+++ DATA TO USE +++

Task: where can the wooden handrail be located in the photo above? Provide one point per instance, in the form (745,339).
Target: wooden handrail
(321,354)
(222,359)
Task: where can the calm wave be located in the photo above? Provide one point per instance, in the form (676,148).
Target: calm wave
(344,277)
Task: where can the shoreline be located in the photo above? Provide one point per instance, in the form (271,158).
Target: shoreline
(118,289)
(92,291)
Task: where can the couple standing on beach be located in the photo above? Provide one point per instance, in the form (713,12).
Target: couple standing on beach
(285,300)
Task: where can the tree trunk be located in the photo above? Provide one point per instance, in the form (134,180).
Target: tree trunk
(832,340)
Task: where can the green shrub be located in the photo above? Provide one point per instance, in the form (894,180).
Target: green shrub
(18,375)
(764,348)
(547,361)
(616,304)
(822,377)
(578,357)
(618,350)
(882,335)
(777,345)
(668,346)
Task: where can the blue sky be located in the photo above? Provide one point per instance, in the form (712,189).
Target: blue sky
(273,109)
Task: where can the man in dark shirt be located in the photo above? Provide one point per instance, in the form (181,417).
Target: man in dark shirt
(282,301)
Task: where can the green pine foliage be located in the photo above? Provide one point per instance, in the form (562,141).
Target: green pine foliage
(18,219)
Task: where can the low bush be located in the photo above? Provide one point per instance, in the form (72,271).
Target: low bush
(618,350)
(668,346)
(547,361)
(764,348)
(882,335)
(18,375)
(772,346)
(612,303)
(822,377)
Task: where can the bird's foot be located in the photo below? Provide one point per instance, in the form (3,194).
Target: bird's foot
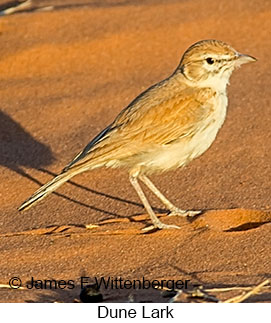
(178,212)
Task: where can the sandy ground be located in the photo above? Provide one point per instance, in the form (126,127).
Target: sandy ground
(64,75)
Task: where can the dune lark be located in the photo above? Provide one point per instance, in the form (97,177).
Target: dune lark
(165,127)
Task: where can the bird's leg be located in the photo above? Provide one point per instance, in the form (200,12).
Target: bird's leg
(156,222)
(171,207)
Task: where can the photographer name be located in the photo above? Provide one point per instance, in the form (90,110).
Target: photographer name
(102,282)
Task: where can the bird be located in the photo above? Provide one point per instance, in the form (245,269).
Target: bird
(164,128)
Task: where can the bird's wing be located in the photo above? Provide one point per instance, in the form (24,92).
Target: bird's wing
(147,124)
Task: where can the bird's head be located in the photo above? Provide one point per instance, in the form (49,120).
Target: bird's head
(209,63)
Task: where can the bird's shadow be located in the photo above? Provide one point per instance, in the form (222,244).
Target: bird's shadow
(19,150)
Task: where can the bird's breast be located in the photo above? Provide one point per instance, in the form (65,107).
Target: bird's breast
(183,150)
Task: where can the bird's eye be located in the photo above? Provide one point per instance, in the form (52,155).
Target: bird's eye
(209,60)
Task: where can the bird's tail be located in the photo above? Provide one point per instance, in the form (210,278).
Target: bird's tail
(48,188)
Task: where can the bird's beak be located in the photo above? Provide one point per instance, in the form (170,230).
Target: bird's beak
(244,59)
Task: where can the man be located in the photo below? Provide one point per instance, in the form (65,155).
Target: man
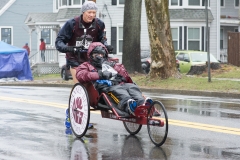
(113,79)
(42,48)
(81,30)
(72,34)
(27,48)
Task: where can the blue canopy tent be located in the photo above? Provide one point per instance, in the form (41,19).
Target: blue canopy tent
(14,62)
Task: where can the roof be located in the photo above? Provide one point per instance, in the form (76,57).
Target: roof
(190,14)
(68,13)
(41,17)
(7,48)
(3,3)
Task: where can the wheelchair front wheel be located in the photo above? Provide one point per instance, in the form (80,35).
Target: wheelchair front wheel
(132,128)
(157,123)
(79,110)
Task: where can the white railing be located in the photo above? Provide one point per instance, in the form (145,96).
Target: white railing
(223,55)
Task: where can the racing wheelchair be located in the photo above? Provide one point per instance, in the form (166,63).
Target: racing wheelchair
(84,96)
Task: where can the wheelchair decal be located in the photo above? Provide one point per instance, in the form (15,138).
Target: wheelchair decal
(79,107)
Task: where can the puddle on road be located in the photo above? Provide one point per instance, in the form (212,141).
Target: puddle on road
(203,108)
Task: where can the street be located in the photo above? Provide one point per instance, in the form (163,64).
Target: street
(32,127)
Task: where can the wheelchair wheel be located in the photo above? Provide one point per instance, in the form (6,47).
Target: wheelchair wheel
(157,123)
(79,110)
(132,128)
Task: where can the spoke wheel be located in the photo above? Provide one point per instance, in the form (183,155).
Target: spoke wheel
(132,128)
(79,111)
(157,132)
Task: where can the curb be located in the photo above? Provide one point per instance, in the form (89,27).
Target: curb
(164,91)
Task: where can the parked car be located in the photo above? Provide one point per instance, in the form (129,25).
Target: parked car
(146,61)
(65,73)
(187,58)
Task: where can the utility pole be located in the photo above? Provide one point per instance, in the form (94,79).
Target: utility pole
(207,40)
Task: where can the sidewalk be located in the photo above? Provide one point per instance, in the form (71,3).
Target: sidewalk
(58,82)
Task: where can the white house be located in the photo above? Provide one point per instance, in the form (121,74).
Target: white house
(187,19)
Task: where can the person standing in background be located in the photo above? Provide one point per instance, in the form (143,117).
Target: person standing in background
(42,49)
(27,48)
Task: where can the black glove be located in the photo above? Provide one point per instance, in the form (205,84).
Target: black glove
(110,63)
(109,48)
(69,49)
(105,75)
(74,50)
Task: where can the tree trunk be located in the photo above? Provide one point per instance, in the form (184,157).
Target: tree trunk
(131,58)
(163,63)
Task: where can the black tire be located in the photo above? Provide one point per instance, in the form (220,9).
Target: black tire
(156,132)
(79,110)
(132,128)
(64,75)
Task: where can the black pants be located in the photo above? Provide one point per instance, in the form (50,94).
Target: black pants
(124,92)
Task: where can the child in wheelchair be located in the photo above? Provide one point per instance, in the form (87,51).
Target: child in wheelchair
(111,78)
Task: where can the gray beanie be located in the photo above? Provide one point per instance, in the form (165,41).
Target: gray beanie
(89,5)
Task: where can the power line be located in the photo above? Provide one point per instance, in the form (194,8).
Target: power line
(16,13)
(33,5)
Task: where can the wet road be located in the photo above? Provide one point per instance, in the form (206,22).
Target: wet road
(31,127)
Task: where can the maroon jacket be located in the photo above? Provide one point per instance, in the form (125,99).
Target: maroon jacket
(86,72)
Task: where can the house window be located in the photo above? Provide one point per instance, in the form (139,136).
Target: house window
(64,2)
(221,38)
(193,38)
(236,3)
(175,38)
(222,3)
(121,1)
(6,35)
(174,2)
(120,39)
(46,35)
(56,4)
(194,2)
(76,2)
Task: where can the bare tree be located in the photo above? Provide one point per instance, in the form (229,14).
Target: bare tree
(163,63)
(131,36)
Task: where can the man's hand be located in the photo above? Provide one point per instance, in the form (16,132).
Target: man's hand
(105,75)
(109,48)
(110,63)
(74,50)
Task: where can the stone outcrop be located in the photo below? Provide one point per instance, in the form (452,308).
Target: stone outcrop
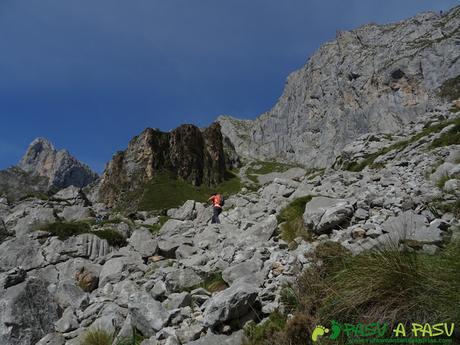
(187,152)
(377,78)
(16,184)
(59,167)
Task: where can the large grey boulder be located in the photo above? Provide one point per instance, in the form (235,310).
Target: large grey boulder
(231,305)
(52,339)
(68,294)
(120,266)
(21,251)
(13,277)
(68,322)
(182,279)
(449,170)
(185,212)
(76,213)
(413,227)
(27,313)
(143,242)
(87,246)
(245,270)
(323,214)
(147,314)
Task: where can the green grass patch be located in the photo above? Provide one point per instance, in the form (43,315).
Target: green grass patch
(292,218)
(451,137)
(166,191)
(64,230)
(386,285)
(257,333)
(400,145)
(212,283)
(263,168)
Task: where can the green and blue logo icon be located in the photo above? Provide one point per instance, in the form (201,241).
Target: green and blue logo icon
(376,332)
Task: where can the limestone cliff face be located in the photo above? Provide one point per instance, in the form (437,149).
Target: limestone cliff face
(59,167)
(194,155)
(377,78)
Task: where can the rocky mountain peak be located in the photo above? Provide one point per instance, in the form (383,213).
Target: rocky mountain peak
(187,152)
(374,79)
(59,167)
(36,147)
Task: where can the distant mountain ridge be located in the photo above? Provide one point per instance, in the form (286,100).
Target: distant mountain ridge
(377,78)
(43,168)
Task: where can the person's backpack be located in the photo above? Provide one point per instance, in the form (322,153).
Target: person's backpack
(221,201)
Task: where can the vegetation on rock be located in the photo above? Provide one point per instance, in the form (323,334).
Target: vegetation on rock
(290,218)
(381,285)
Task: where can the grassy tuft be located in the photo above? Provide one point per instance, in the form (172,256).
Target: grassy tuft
(166,191)
(64,230)
(388,285)
(291,217)
(97,337)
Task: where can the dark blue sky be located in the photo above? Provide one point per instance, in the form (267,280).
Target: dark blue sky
(91,74)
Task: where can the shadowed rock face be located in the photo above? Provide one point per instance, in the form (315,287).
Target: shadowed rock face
(59,167)
(194,155)
(377,78)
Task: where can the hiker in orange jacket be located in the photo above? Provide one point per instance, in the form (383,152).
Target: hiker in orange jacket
(217,203)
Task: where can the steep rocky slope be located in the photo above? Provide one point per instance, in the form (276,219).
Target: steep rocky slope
(162,283)
(194,155)
(377,78)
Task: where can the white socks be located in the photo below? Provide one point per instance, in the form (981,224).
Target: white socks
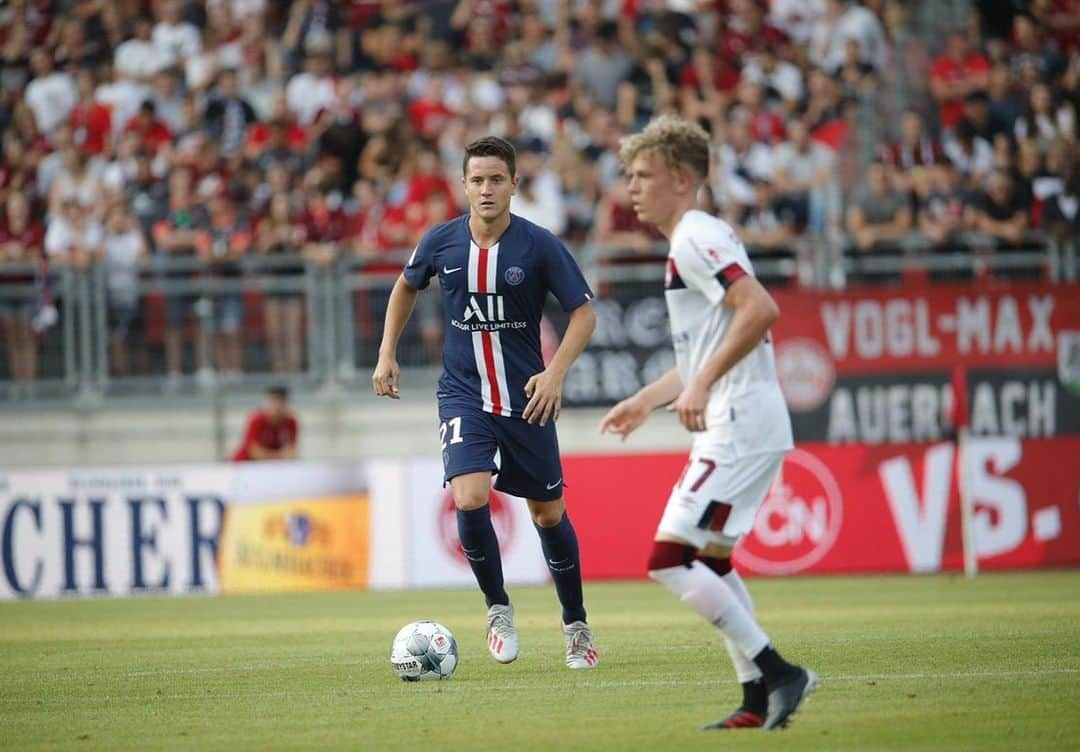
(745,669)
(721,604)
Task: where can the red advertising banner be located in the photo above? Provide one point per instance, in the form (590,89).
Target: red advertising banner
(931,327)
(852,508)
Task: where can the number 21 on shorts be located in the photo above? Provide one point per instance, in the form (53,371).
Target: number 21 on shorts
(454,425)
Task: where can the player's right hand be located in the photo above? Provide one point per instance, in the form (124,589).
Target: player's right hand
(624,417)
(386,378)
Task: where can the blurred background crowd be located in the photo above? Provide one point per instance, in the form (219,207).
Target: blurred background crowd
(309,134)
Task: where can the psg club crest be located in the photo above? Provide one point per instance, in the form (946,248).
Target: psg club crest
(514,276)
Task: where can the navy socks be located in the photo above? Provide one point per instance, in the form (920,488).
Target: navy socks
(559,546)
(481,547)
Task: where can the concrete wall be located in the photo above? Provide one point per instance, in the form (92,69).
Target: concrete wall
(343,426)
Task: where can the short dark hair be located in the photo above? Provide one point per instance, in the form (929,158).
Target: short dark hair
(491,146)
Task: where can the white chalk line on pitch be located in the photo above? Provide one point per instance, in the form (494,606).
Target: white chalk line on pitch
(461,686)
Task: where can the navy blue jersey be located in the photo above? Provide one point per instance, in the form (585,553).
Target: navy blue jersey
(494,299)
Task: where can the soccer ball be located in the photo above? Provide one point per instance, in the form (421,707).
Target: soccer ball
(423,650)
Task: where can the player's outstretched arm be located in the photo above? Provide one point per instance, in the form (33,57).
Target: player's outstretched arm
(626,416)
(544,389)
(755,311)
(387,373)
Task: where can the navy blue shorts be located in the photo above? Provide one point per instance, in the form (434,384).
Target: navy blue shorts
(527,465)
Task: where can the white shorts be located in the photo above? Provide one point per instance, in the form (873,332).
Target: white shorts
(716,498)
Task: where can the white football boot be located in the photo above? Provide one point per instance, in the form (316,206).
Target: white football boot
(580,650)
(501,635)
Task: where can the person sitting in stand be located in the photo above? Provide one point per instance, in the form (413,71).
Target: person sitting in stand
(272,432)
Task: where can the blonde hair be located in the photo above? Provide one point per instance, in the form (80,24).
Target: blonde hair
(679,143)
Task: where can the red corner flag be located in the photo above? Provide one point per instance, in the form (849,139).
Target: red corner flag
(958,411)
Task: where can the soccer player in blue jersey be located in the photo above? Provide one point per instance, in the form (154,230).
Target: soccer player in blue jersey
(496,394)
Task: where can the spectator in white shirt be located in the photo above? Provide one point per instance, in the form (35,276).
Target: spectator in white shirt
(72,237)
(169,99)
(779,78)
(539,196)
(796,17)
(313,90)
(846,21)
(174,36)
(124,95)
(739,162)
(51,94)
(139,57)
(124,247)
(77,180)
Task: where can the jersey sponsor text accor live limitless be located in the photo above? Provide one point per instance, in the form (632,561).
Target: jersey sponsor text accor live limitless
(745,404)
(494,299)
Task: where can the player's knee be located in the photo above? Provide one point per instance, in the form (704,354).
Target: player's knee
(469,499)
(548,515)
(669,555)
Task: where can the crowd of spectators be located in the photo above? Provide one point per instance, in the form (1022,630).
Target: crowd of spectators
(224,130)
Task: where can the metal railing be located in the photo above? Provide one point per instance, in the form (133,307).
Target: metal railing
(340,308)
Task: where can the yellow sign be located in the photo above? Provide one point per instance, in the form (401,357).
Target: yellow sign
(319,544)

+++

EXERCISE INSTRUCTIONS
Quote the lines of the listing above that run from the line with "Task: where can the jersey" through its last line, both included, and nothing else.

WRITTEN RESPONSE
Task: where can the jersey sponsor text accor live limitless be located in the photo above? Provide one point per instance, in the form (632,561).
Target: jersey sponsor text accor live limitless
(745,404)
(494,299)
Task: where can the player's knee be located in the photo above? Provide one point per instance, in the form (704,354).
Target: player's knee
(469,499)
(548,515)
(669,555)
Task: where can the crowd of spectators be located in the photo above? Provide one point per instance, in the form (1022,630).
Target: crowd of spectators
(224,130)
Task: where can the metal railing be located in the photo above? Provide one point per instance, in the form (133,307).
Target: metal railing
(340,308)
Task: where can the yellow sign be located in the photo above? Provide one point per instance, in the form (401,357).
Target: yellow sign
(319,544)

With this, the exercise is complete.